### TASK DIRECTIONS
Emit the data below verbatim, stripping out any pictures.

══ DATA PROVIDED ══

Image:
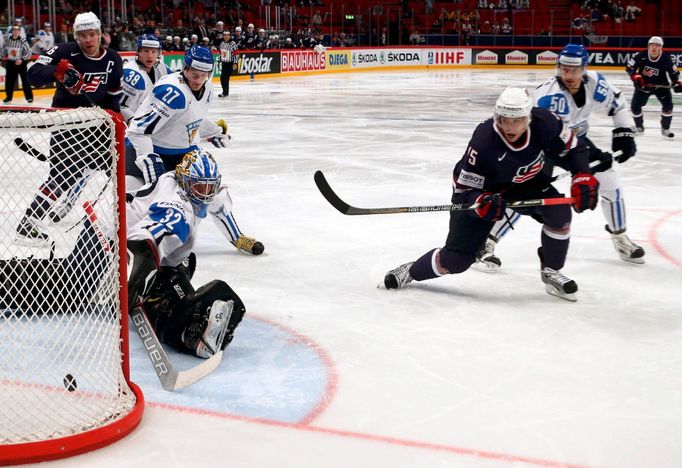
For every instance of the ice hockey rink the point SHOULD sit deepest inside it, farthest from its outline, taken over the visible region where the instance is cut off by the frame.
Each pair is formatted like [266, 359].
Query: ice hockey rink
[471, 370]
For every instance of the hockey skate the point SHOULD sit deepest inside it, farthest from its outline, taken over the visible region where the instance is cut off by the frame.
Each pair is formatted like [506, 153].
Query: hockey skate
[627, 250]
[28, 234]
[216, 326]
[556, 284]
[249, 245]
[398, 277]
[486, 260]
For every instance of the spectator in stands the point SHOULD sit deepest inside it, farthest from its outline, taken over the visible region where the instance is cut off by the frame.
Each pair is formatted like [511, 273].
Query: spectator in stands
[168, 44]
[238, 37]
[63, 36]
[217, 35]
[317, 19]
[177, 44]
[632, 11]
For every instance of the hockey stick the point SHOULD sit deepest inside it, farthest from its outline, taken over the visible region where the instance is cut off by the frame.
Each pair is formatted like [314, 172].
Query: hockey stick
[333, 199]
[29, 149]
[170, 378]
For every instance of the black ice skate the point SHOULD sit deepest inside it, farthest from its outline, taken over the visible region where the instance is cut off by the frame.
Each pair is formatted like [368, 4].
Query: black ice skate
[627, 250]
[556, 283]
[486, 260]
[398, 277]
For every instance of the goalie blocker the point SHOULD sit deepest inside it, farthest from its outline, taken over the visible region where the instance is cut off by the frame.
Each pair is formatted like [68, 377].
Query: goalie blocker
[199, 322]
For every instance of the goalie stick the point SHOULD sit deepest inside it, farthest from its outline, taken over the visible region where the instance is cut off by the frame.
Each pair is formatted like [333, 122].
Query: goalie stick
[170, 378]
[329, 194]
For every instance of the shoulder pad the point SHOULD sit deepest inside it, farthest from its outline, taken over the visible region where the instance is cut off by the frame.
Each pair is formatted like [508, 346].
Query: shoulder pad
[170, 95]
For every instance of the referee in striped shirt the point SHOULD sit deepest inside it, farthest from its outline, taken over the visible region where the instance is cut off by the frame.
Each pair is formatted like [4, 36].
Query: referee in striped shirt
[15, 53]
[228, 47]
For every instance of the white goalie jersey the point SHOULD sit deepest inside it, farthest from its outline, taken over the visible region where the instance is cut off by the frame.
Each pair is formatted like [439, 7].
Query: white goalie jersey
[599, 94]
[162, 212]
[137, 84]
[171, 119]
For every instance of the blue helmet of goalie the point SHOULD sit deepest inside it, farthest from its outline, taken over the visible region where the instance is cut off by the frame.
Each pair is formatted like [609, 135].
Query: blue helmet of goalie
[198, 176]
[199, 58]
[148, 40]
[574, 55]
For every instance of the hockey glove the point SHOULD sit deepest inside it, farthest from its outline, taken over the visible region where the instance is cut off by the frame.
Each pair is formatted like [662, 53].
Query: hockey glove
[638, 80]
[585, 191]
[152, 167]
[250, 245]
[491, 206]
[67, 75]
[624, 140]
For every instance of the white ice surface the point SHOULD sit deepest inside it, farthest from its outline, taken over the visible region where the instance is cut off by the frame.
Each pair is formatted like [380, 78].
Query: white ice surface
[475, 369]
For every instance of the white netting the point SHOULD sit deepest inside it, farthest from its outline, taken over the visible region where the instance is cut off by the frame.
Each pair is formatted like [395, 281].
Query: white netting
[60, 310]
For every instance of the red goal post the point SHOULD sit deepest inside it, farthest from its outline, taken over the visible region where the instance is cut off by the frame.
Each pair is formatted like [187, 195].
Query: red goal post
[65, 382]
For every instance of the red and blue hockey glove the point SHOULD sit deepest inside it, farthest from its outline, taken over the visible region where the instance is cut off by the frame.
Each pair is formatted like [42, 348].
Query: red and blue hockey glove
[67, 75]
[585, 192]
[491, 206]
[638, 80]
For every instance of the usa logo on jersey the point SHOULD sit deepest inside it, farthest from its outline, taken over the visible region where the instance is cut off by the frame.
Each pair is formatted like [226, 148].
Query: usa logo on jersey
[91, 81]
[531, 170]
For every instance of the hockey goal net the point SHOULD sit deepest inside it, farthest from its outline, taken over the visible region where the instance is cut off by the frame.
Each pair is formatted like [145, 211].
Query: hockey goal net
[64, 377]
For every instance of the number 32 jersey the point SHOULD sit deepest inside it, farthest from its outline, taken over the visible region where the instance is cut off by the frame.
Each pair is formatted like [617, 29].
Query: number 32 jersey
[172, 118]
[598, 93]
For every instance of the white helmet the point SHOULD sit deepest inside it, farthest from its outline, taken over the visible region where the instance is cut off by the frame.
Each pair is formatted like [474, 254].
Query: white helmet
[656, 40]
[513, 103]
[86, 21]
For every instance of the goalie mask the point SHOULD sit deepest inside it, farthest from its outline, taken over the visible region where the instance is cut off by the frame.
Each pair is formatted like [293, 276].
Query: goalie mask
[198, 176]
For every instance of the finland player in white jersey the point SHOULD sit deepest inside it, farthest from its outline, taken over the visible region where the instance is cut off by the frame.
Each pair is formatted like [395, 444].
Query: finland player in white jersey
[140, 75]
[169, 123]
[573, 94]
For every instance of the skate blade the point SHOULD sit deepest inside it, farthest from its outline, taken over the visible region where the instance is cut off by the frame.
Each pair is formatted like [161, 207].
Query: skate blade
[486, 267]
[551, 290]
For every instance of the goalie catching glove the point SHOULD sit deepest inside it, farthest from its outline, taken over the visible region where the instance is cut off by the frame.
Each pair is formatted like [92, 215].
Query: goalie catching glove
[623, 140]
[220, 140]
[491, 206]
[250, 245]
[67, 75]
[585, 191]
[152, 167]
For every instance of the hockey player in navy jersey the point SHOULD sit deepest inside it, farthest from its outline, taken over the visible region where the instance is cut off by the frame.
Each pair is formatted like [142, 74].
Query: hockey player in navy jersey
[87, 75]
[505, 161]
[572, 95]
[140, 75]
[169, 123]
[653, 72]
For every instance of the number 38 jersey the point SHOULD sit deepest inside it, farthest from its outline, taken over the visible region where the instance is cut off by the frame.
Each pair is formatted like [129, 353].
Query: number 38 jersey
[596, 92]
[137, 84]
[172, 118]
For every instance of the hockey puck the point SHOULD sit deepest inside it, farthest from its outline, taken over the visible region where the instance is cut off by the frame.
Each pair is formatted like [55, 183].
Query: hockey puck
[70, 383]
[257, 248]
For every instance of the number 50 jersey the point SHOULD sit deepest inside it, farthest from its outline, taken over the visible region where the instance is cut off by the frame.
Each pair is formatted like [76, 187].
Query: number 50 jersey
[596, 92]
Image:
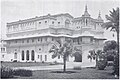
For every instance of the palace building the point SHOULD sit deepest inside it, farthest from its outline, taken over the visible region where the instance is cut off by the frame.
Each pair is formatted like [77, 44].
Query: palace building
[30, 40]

═══

### TASK RESULT
Image:
For every instance of the ice hockey rink the point SHOULD sit deepest inside it, farthest from its outline, taken over the visible region where the instance is cut off by the frame.
Each pair is formatted like [266, 359].
Query: ice hockey rink
[471, 370]
For every instance of the hockey skate the point SHOULD sit deepest inside it, farthest from its outline, taken over the visible region where the instance is cut off by the frame.
Each pair is formatted like [506, 153].
Query: hockey skate
[627, 250]
[28, 234]
[216, 326]
[556, 284]
[249, 245]
[398, 277]
[486, 260]
For every instance of the spectator in stands the point SHOULD sit deepest inside it, farthest from its outline, taken over the visible region where the instance is cut off by the frame.
Each pair is formatted like [511, 273].
Query: spectator in stands
[168, 44]
[238, 37]
[63, 36]
[217, 35]
[317, 19]
[177, 44]
[632, 11]
For every instance of the hockey stick the point SHOULD sit deepest inside it, farthest from its outline, taken over the visible region where the instance is cut off by the frame.
Each pair is formatted like [314, 172].
Query: hockey stick
[333, 199]
[29, 149]
[170, 378]
For every instance of the black ice skate the point SHOULD sit deepest inside it, farthest from its outline, taken over the visible region where the instance is cut off by the frame.
Each pair is formatted like [368, 4].
Query: black ice skate
[627, 250]
[556, 283]
[486, 260]
[398, 277]
For every instance of the goalie blocker the point SHOULD sit deepest inside it, farthest from its outline, taken over the visible region where the instance is cut off by the frame.
Each pair is formatted like [68, 377].
Query: goalie blocker
[199, 322]
For every instance of the goalie stick the point SHOULD sit deepest inside it, farthest from its outline, taken over the visible region where the instance is cut off by the frame.
Each pair is formatted like [333, 122].
Query: goalie stick
[170, 378]
[329, 194]
For every instance of the shoulder pad the point SHOULD sit deepest inside it, farthest from its outline, taken over the visible region where the instance is cut off by the frame.
Each pair is formatted like [508, 346].
Query: shoulder pad
[170, 95]
For every instance of the referee in striped shirt the point SHOULD sit deepest inside it, farthest from its outline, taken over the visible region where the instance is cut off by the frame.
Each pair is formatted like [4, 36].
Query: referee in striped shirt
[15, 53]
[228, 47]
For every instance of the white goalie jersey the point SHOULD sit deepest inside it, farthest from its outline, taken over the visible region where the instance is cut off by the frame.
Each pair is formatted like [439, 7].
Query: white goalie jersey
[599, 94]
[162, 212]
[137, 84]
[171, 119]
For every instance of the blue helmet of goalie the point SHOULD sit deepest inside it, farthest from its outline, taken over the visible region where the instance is cut off by the frame.
Each pair is formatted like [609, 135].
Query: blue helmet of goalie
[198, 176]
[199, 58]
[148, 40]
[574, 55]
For every instance of the hockey glove the point SHOULD sit deepest inside it, farthest from its outline, taken over the visible region where the instance is cut off by the frame.
Each pair is formatted like [662, 53].
Query: hockey glove
[638, 80]
[585, 191]
[152, 167]
[250, 245]
[491, 206]
[67, 75]
[624, 140]
For every instance of the white ice surface the point SHOULD sit deepest inside it, farthest from its outline, taken over the visible region where the instance is cut off by the frame.
Each pair is formatted like [380, 78].
Query: white ice surface
[475, 369]
For every instance of the white netting the point SHOULD sit deepest inside it, farthest from its outline, taken over the visible region where the instance is cut off by the frame.
Each pair is formatted like [395, 281].
Query: white netting
[60, 310]
For every instance of the red goal post the point SHOULD sit deepest inside it, farthest from its outline, taken over the visible region where the instance is cut off by the frame.
Each pair is formatted like [187, 195].
Query: red goal post
[65, 382]
For every instance of the red and blue hockey glove the point SHOULD sit deepest inside it, farthest from its outline, taken over the visible region where the instance is cut off by the frame.
Each pair is formatted like [42, 348].
Query: red and blue hockey glove
[67, 75]
[585, 192]
[491, 206]
[638, 80]
For every instance of the usa logo on jersey the point SHOULD sit deepest inside it, farthest from its outline, taken over the visible region where the instance is cut off by the frame.
Each pair is formatted like [226, 148].
Query: usa logo on jersey
[91, 81]
[531, 170]
For every instance of the hockey goal net the point SHOULD sit deepest inside it, farthest from its outline, taken over the visible region where the instance is cut off by the frame.
Each pair is formatted like [145, 211].
Query: hockey goal net
[64, 377]
For every instance of the number 32 jersey the point SHOULD sit deepest inside it, farthest from its outline, taken over the visible region where the instance is cut off by the frame.
Each pair is formatted like [617, 29].
Query: number 32 jersey
[172, 118]
[598, 93]
For every instance of the white helmet the point SHOULD sit deepest inside it, farthest from its outline, taken over the visible region where the instance is cut off by the frame.
Each pair is formatted like [474, 254].
Query: white helmet
[656, 40]
[513, 103]
[86, 21]
For every instance of the goalie mask the point SHOULD sit deepest inside it, farthest from its outline, taken over the visible region where the instance is cut off by the frame.
Each pair is formatted like [293, 276].
Query: goalie mask
[198, 176]
For every instance of the finland player in white jersey the point SHOULD sit deepest inside it, farthest from its outline, taken over the visible region where the instance is cut off by the frame.
Each pair is formatted like [395, 444].
Query: finland player in white jersey
[140, 75]
[169, 123]
[573, 94]
For every instance of the skate blade the point SHOULD sit deepest inside it, farthest from its outline, taken over the visible region where the instance is cut off by the frame.
Each pair is formatted like [161, 207].
Query: skate blade
[486, 267]
[551, 290]
For every instance of the goalie catching glove the point SHOULD sit deepest inside it, farthest from its outline, taken over the visible region where the instance is cut off by the frame.
Each pair is formatted like [92, 215].
Query: goalie catching glove
[623, 140]
[220, 140]
[491, 206]
[250, 245]
[67, 75]
[585, 191]
[152, 167]
For every instance of the hockey player in navy jersey the point SHOULD sit deepest inside it, farthest from its outline, taken over the visible region where the instance is cut off by the frame.
Each pair is formatted like [142, 74].
Query: hockey player in navy jersey
[87, 75]
[505, 161]
[572, 95]
[140, 75]
[169, 123]
[653, 72]
For every instance of the number 38 jersey the point SHOULD sit deepest inside it, farthest from its outline, taken over the visible region where the instance is cut off by the frame.
Each pair is formatted like [129, 353].
Query: number 38 jersey
[596, 92]
[137, 84]
[172, 118]
For every instance of the hockey puck the point SHOULD sit deepest inside it, farthest from its outline, taken over the visible region where the instance is cut off by the frame.
Each pair is formatted like [55, 183].
Query: hockey puck
[70, 383]
[257, 248]
For every instance of the number 50 jersey the point SHOULD sit deepest inside it, farthest from its outline, taken over the visible region where the instance is cut off by the frame.
Each pair is formatted like [76, 187].
Query: number 50 jersey
[596, 92]
Image:
For every instance of the palace building the point SHOULD sit deepest inside it, farthest from its outline, taken over the visible region where the instance is cut off by the frame.
Each pair is formatted like [77, 44].
Query: palace building
[30, 40]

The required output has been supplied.